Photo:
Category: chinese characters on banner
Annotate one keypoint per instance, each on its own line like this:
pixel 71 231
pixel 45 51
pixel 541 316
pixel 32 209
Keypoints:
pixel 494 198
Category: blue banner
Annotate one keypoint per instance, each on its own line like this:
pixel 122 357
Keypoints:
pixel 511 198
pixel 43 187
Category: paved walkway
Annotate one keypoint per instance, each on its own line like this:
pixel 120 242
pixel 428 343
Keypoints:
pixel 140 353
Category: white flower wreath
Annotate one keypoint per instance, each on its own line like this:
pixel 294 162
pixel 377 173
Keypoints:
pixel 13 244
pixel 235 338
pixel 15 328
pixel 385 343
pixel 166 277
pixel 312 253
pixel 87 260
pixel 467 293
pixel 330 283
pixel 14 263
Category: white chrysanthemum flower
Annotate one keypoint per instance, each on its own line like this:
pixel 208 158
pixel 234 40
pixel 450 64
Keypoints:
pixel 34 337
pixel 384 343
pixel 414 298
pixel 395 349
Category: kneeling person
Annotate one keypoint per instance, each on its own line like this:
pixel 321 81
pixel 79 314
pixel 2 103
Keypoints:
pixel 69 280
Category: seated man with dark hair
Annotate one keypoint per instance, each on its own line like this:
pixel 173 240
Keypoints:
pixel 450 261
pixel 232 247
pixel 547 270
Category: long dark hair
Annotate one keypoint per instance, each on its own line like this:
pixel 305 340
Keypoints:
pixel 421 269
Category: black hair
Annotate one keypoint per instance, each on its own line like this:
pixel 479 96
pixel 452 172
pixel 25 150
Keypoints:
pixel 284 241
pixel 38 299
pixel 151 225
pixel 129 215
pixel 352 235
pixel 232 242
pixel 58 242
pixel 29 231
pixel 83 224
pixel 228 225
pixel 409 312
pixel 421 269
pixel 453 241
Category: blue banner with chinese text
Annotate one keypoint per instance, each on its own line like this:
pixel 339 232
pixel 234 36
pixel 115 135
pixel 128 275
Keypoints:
_ _ _
→ **Exercise**
After you work out how many lines in the material hold the word "chinese", please respond with that number alone.

→ **Completed task**
2